Task: Please state how many lines in the records that follow include "white", with no other output.

Data to examine:
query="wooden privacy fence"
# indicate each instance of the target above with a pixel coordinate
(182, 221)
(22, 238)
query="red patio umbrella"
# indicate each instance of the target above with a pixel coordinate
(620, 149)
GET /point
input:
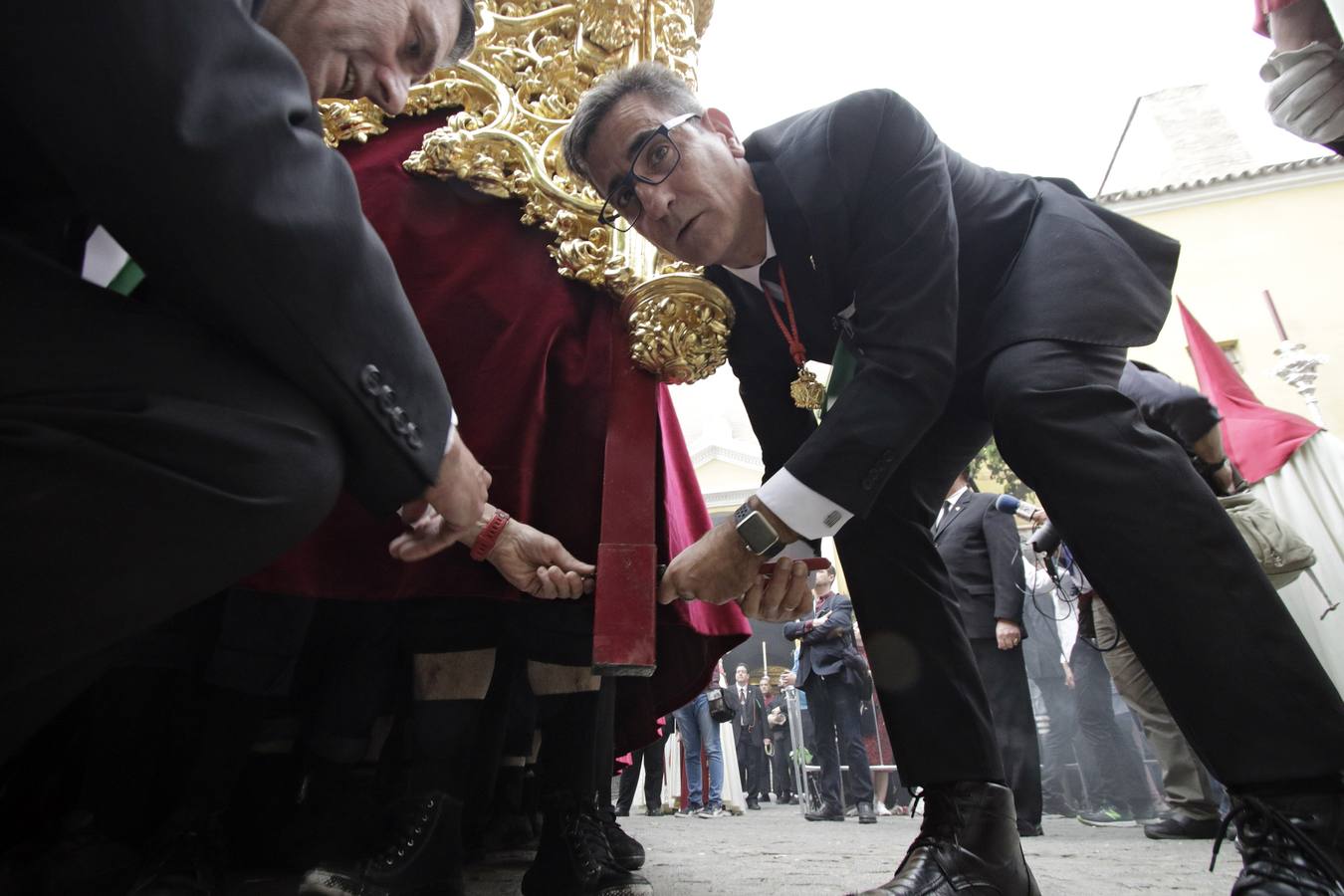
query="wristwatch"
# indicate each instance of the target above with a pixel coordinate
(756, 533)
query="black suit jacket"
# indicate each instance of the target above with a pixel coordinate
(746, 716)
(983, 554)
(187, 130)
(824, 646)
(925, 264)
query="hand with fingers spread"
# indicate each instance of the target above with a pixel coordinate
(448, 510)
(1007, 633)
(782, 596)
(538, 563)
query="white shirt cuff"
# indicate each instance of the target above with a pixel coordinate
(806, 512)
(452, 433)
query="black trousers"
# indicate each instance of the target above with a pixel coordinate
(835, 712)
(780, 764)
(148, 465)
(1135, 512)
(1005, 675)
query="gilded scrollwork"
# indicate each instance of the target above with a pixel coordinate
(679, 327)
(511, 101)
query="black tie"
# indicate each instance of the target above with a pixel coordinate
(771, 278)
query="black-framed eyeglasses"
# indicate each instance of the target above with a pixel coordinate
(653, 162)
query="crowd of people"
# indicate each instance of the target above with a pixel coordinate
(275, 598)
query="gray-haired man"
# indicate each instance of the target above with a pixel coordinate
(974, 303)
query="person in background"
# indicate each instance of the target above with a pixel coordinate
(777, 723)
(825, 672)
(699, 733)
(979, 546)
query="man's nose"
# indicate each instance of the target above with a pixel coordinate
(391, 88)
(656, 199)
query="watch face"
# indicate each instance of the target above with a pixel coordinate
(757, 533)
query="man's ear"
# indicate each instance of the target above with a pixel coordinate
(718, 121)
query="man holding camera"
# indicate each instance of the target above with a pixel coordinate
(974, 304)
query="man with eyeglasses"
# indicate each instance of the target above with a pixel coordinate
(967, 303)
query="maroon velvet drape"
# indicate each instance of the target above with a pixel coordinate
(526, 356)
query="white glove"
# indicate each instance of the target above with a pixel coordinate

...

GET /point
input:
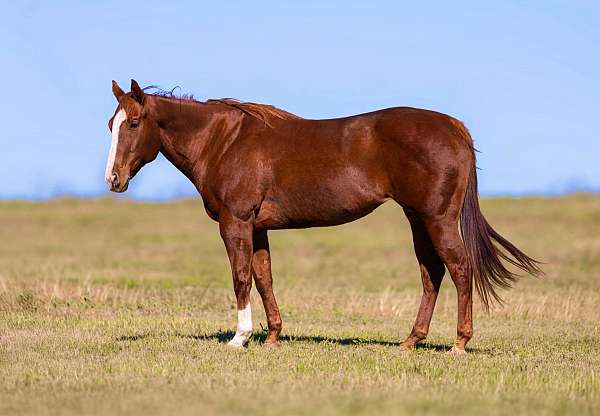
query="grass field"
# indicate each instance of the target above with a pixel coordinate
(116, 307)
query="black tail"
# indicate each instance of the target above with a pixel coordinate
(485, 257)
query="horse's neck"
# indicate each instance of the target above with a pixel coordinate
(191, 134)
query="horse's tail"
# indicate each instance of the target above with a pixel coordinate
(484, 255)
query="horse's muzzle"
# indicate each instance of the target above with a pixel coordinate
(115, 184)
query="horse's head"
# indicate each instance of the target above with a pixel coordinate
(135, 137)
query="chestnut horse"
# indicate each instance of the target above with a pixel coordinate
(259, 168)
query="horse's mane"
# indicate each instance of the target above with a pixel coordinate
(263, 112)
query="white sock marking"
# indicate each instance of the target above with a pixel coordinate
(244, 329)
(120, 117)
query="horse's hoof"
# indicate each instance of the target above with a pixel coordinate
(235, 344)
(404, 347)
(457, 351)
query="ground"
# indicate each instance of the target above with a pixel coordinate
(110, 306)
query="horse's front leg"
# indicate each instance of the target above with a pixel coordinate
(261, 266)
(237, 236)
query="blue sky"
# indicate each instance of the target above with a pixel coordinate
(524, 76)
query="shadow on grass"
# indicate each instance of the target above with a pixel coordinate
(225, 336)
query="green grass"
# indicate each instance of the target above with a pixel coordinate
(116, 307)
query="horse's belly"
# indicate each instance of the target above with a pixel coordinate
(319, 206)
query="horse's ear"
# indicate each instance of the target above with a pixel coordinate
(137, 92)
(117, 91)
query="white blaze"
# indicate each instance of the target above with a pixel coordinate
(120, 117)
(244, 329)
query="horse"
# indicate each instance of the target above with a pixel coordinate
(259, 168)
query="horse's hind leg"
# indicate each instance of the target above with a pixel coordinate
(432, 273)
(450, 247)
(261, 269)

--

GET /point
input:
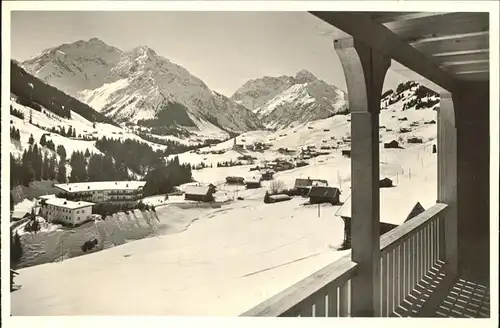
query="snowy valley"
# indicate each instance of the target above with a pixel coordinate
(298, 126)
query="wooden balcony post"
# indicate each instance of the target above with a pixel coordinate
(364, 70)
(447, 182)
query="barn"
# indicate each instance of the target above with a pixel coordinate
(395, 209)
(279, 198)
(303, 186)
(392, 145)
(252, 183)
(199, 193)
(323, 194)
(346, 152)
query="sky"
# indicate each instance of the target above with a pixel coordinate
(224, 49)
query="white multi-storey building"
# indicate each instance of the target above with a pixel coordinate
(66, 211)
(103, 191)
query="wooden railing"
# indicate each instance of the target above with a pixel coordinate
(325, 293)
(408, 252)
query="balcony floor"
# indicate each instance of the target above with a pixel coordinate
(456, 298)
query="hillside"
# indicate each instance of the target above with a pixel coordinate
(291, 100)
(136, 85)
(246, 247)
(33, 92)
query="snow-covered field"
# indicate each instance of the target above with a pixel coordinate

Task solution: 5